— start of SUPPLIED RECORDS —

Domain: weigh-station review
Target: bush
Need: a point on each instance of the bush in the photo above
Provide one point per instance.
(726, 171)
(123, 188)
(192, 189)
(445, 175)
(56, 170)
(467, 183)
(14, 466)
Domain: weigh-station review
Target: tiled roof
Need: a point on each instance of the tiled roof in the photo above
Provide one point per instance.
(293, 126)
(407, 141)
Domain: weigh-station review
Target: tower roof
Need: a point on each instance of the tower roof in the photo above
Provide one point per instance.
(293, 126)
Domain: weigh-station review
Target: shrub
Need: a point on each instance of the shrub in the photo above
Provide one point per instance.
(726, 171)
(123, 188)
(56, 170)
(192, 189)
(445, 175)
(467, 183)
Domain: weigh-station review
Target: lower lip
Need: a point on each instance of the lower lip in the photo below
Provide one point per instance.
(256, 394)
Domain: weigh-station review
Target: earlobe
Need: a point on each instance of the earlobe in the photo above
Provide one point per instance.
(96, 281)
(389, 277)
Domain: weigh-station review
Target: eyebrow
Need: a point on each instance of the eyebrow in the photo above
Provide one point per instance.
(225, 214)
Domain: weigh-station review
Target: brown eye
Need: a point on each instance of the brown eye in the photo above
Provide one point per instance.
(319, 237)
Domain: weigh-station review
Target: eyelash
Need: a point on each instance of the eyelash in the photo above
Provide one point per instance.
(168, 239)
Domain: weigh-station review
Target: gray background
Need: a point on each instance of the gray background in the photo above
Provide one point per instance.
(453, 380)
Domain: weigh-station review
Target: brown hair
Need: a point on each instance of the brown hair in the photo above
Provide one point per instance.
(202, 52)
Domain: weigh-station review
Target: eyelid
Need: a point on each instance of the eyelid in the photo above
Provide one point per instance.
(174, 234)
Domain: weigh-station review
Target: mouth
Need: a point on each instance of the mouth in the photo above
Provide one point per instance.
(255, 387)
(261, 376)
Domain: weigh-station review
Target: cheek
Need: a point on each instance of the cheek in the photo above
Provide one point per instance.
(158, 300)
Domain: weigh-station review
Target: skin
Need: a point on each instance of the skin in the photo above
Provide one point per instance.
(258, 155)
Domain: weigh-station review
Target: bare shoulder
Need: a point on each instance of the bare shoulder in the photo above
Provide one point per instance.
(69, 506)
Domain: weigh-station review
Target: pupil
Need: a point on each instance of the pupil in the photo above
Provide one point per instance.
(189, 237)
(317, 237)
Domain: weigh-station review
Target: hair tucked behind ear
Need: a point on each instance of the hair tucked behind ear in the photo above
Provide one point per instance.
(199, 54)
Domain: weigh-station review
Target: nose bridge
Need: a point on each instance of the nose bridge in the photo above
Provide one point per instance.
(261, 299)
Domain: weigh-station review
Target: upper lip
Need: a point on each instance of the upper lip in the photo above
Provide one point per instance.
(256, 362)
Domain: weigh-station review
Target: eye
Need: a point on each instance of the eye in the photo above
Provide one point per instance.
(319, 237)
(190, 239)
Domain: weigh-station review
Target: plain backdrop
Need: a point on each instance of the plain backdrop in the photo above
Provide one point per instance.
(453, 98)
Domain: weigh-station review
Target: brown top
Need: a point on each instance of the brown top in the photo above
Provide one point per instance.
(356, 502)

— end of SUPPLIED RECORDS —

_WORK REQUIRED_: Output each entry precisely as given.

_FULL SOLUTION_:
Domain: weigh-station review
Target: bush
Need: a point on each instance of the bush in the photo above
Provide one point per instance.
(726, 171)
(123, 188)
(192, 189)
(445, 175)
(56, 170)
(467, 183)
(14, 466)
Domain: weigh-station review
Target: tiled roof
Need: a point on each instance of the tiled roof in the photo above
Provide one point per instance.
(293, 126)
(407, 141)
Domain: weigh-station review
Target: tower roof
Need: a point on each instance of the tower roof in the photo above
Provide one point per instance.
(293, 126)
Domain: weigh-station review
Target: shrub
Need: a point on each instance of the shrub in the photo above
Provide one point per instance.
(726, 171)
(123, 188)
(56, 170)
(192, 189)
(445, 175)
(467, 183)
Domain: weigh-station review
Target: lower lip
Need: a point on each instance of the lower lip in the photo below
Provide one point per instance.
(256, 394)
Domain: weigh-station review
Target: earlobe
Need: a point on each instance of the earlobe in the photo above
Provide one point per instance.
(96, 281)
(389, 277)
Domain: weigh-station review
Target: eyebrow
Need: a point on each instance of the eyebrow in the photo above
Provide one point per instance.
(225, 214)
Domain: weigh-station review
Target: brown eye
Need: a point on each instance of the brown eye in the photo above
Provide one point per instance.
(319, 237)
Domain: weigh-station review
Target: eyelash
Need: a point on each instance of the eyelash in the photo above
Provide one point per instance.
(168, 239)
Domain: weigh-station review
Target: gray background
Need: a point on each instance of the gray background in the photo above
Provide one point per instance.
(453, 380)
Domain: weigh-station review
Target: brown hair
Need: a point on each instance of the brown hair in the photo above
Provide one point per instance.
(202, 52)
Domain: weigh-station review
Target: eyelid
Need: a point on each instance of the eyelid in the photo above
Provide one point per instance.
(174, 234)
Domain: weigh-station review
Target: mouth
Need: a point on each instance of the mouth in the photo above
Provide one point per instance.
(255, 387)
(261, 376)
Domain: weigh-station review
Target: cheek
Need: a point on each instance of the cheek in the photo above
Provide one point per instance.
(158, 300)
Domain: weigh-station review
Target: skin
Need: a point on each instance of the skin in the photo above
Provide one point per instance.
(258, 155)
Domain: weigh-station review
Target: bare shoulder
Need: a point on each instance of the bare shoulder in the photo above
Provide one point per instance.
(69, 506)
Domain: weigh-station review
Target: pupil
Need: a point on each instance of the pupil in the photo above
Provide one point per instance.
(189, 237)
(317, 237)
Domain: weigh-station review
Target: hair tucked behind ear
Need: a point on each instance of the hair tucked behind ear in the photo above
Provide one point per instance.
(199, 54)
Domain: weigh-station review
Target: nose bridge
Need: a point on each instance of the nose bridge in the photo above
Provide one point per instance.
(261, 299)
Domain: weigh-station review
Target: upper lip
Need: a point on each instance of the upper lip in the photo above
Provide one point per instance.
(256, 362)
Domain: weigh-station review
Target: eye
Need: a point on each instance of the eye in the photo above
Provide one point per instance.
(319, 237)
(190, 239)
Domain: weigh-station review
Target: plain backdrop
Need: a point on each instance of the plain backdrop in the photo above
Provide one point per instance.
(453, 98)
Domain: weigh-station review
Target: brown top
Need: a point on each instance of the brown top in the photo above
Provide one point per instance.
(356, 502)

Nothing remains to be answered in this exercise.